Let’s start with a few basics because split testing has been reserved primarily for paid advertising and you may not be familiar with the term if you haven’t done a lot of paid ad campaigns.

The idea of split testing is to create 2-4 nearly identical posts with just one difference between each post, and test their performance on a very small portion of your audience. At the end of the test, the post that performed the best in accordance with the key metrics you measured will be either sent through a new test against a third post or pushed out to the feed for the rest of your audience.

Essentially, a split test—also known as an A/B test—compares two versions of the same ad, email, blog post, landing page, opt-in, and now organic marketing posts on Facebook. Generally speaking, the differences between the two variations are minimal but sometimes those subtle differences can have a huge impact.

One of the main points to remember when setting up your split test is to test just one element at a time.

In the Facebook organic video post test I’m going to use as an example, the only thing I want to see is whether having a countdown on the video itself will help keep viewers engaged with the video, thereby increasing watch time. Everything else about the two posts will be identical—the same title, description, and video except for the overlay of a countdown timer in the corner of one of the videos.

Testing more than one variable at a time would end up muddling the results. For example, if I also change the title of the video post, I won’t know whether the change to the title or the addition of the countdown timer caused the difference in the post’s performance.

If you want to test multiple elements, set them up as multiple tests. For example, if I wanted to see how this video performs with a longer description, I would take the winner of the countdown test and create a new test between that post and another one with the same video and title but a long-form description.

Another point to keep in mind as you set up a split test is what your threshold is. If you haven’t been posting a lot of content to your page lately, you may need to take time to re-engage your audience and get some posts running so you have a benchmark to test against.

DATA ROWS:
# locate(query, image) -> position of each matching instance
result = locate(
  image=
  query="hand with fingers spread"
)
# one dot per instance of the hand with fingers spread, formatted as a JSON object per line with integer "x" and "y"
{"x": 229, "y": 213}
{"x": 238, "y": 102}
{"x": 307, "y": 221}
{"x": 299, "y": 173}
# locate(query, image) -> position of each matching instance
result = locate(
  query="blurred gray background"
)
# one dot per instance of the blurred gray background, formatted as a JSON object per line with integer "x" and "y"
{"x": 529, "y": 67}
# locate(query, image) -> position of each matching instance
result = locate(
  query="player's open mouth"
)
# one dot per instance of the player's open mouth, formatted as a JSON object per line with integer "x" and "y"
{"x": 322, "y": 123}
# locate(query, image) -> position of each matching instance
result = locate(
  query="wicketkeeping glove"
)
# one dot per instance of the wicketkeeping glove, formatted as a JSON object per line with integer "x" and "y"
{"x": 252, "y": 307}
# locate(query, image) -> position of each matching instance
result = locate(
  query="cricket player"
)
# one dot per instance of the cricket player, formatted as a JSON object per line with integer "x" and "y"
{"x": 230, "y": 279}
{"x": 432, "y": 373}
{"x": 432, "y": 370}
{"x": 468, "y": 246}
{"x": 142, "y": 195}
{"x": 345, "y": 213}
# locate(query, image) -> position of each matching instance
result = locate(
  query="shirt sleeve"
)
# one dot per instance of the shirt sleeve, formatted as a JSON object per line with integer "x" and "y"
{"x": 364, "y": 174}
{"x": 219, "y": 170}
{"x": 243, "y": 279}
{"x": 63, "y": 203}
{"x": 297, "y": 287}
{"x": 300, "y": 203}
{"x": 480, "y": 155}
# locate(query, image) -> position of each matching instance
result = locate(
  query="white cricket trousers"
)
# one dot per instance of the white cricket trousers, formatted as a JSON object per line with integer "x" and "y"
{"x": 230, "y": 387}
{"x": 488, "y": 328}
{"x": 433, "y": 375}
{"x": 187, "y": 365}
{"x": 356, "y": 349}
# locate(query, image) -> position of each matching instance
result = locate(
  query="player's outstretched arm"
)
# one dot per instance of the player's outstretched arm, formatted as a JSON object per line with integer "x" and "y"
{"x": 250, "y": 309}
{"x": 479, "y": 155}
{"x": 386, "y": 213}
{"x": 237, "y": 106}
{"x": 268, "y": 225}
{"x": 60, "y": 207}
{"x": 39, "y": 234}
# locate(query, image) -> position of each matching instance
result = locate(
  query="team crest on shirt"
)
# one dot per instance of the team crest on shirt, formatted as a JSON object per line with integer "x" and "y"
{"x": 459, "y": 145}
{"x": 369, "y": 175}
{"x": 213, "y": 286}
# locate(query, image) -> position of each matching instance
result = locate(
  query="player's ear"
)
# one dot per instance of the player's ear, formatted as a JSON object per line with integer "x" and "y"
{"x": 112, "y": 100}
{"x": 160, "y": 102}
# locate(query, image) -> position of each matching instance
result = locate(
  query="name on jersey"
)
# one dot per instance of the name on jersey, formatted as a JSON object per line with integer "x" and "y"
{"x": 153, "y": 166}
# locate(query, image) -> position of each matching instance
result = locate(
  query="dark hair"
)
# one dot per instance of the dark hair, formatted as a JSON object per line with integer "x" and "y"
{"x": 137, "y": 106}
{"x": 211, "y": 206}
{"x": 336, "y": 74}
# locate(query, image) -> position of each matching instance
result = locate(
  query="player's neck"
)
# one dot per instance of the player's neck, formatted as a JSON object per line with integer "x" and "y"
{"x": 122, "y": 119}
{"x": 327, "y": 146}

EXERCISE GOAL:
Name each type of content that the split testing text says a split test compares two versions of.

ANSWER TO THIS TASK:
- Ad
- Email
- Blog post
- Landing page
- Opt-in
- Organic marketing posts on Facebook